▶ [Quoted passage]:
^^^^^^^^

We are developing surveillance systems that provide users with an understanding of remote activity and events. Combining our expertise in video analysis and user interfaces, we have developed DOTS (Dynamic Object Tracking System), an indoor, real-time, multi-camera surveillance system deployed in a real office setting with the following features:

  • integration across multiple cameras,
  • a “smart” interface that makes it easy to follow a specified person across cameras,
  • summarization of amount of activity and movement patterns,
  • integration with other sensors.

DOTS Video Surveillance System

The DOTS user interface displays multiple streams of recorded or live video. It provides automatic object tracking and visualization based on video analysis results stored in a database. The user interface includes a camera bank, a timeline with event display, a floor plan, and a main player area. The camera bank presents views of all cameras in low resolution and at a low frame rate. All displays are synchronized to the same playback position; skipping to a different position in the timeline controls all video displays. Users can manually select cameras in the camera bank to see a larger display at a higher frame rate in the main video playback area. Video playback is controlled by a non-linear timeline that is synchronized to all displayed video streams. It uses a detailed linear scale for the video around the current playback position shown in yellow and a less detailed linear scale for the video far away from the playback position. Controls let the user increase and decrease the playback speed and reverse the playback direction. DOTS supports externally generated events such as from door sensors or RFID tags. Security video installations often require security personnel to monitor hundreds of video streams. A floor-plan interface component enables security personnel to select which video streams to include in the multi-stream video player. The floor plan displays the location of each camera, its field of view, the cameras being shown in the main viewer, and the objects being tracked. The main player area displays important camera views such as those that show a person currently being tracked. The main player area displays one or more video streams at high frame rates. The size of a video stream display indicates its relative importance as determined by either the user or the system. Users can switch between automatic and non-automatic selection modes and can override the automatic selection at any time.

DOTS Figure 1

When manually tracking a person walking from camera view to camera view, it is difficult for users to predict the camera view in which a tracked person might appear after walking out of the main camera view. To better support this task, we created an alternative to the main player area. The Spatial Multi-Video (SMV) player selects and organizes its contents primarily based on geographic relations between the main camera and the other cameras. Rather than displaying all camera views, only views in close proximity are shown. Multiple smaller views surround the central view; a person walking out of the main camera’s view will likely appear in the camera view adjacent to the direction they walked out.

^^^^^^^^

▶ [Job 1]:
According to the surveillance system description, how does the camera bank present the camera views?
The text and the records have no connection to each other.

^^^^^^^^

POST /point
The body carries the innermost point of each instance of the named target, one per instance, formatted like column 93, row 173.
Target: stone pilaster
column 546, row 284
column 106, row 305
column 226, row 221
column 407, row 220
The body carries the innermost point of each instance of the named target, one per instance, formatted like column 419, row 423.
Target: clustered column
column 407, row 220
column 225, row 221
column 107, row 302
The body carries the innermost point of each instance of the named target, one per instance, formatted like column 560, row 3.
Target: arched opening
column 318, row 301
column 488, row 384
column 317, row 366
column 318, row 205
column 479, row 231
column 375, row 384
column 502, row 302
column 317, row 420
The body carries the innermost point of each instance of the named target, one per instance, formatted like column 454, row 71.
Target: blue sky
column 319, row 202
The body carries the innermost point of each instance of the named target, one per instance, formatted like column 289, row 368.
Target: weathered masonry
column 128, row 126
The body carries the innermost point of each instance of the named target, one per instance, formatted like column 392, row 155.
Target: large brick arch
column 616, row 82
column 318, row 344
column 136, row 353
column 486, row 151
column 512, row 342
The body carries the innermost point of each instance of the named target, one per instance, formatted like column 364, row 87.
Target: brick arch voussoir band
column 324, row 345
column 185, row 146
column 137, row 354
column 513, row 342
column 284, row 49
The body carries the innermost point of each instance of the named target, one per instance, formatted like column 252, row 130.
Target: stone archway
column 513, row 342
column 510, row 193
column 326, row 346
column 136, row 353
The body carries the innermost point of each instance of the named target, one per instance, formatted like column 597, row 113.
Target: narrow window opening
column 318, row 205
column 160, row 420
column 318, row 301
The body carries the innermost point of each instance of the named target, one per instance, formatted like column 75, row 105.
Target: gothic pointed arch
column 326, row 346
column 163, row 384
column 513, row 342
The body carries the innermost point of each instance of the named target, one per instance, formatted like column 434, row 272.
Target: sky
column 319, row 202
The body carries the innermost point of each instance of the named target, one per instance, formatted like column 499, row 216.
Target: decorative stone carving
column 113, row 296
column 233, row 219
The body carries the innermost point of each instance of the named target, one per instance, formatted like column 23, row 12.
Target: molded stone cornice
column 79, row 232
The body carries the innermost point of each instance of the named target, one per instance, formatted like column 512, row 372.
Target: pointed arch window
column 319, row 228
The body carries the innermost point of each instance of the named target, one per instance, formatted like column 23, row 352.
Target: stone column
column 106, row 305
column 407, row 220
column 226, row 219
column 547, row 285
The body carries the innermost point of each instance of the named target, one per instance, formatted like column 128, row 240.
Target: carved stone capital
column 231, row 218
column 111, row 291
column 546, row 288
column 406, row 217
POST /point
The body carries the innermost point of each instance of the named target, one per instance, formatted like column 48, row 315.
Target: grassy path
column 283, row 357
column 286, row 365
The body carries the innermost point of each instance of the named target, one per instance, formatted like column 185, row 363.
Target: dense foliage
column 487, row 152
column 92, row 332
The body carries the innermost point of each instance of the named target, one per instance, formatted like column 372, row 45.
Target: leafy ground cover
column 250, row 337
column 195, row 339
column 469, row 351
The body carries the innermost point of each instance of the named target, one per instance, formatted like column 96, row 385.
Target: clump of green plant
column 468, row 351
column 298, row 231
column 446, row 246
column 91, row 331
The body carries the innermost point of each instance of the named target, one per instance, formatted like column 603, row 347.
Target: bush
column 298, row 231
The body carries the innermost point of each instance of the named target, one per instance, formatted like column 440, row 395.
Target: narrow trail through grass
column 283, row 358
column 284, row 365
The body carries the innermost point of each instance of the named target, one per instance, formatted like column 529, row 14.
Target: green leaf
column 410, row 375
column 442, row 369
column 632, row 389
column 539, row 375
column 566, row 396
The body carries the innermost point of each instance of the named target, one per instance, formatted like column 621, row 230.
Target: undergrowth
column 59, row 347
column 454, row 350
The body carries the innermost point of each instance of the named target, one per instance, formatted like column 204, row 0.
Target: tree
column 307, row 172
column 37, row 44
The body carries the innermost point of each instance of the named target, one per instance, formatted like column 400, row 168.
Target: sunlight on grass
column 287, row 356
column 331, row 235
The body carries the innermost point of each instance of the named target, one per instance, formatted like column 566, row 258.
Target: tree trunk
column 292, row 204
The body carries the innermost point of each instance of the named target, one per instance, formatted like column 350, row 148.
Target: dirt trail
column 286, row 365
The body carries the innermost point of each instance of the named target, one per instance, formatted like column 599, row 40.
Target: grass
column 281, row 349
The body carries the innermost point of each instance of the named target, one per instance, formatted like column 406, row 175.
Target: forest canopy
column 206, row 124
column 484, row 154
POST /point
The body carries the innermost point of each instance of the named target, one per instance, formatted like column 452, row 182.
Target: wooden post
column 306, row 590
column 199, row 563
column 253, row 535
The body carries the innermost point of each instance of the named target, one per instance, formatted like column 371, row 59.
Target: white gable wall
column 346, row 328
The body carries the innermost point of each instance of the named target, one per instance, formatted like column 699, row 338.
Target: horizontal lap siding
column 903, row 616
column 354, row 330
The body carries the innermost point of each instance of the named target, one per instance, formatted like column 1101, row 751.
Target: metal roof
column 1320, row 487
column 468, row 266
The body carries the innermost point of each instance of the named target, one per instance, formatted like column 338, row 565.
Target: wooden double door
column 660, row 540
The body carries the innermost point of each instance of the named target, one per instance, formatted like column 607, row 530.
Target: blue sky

^^^^^^^^

▶ [Job 2]:
Give the stretch of the records from their first line through the line containing "column 317, row 420" as a Markdown table with the columns No. and Entry, numbering each line and leaving out blank lines.

▶ [Exercise response 1]:
It shows views of all cameras in low resolution and at a low frame rate.

▶ [Exercise response 2]:
| No. | Entry |
|---|---|
| 1 | POST /point |
| 2 | The body carries the innermost point of each instance of the named target, one per instance, formatted like column 93, row 173. |
| 3 | Target: stone pilaster |
| 4 | column 546, row 284 |
| 5 | column 106, row 305 |
| 6 | column 226, row 221 |
| 7 | column 407, row 220 |
| 8 | The body carries the innermost point of each instance of the named target, one per instance, formatted like column 419, row 423. |
| 9 | Target: clustered column |
| 10 | column 407, row 220 |
| 11 | column 225, row 221 |
| 12 | column 107, row 302 |
| 13 | The body carries the innermost point of each instance of the named target, one per instance, formatted like column 560, row 3. |
| 14 | Target: arched opening |
| 15 | column 318, row 301 |
| 16 | column 488, row 384 |
| 17 | column 317, row 366 |
| 18 | column 318, row 205 |
| 19 | column 479, row 231 |
| 20 | column 375, row 384 |
| 21 | column 502, row 302 |
| 22 | column 317, row 420 |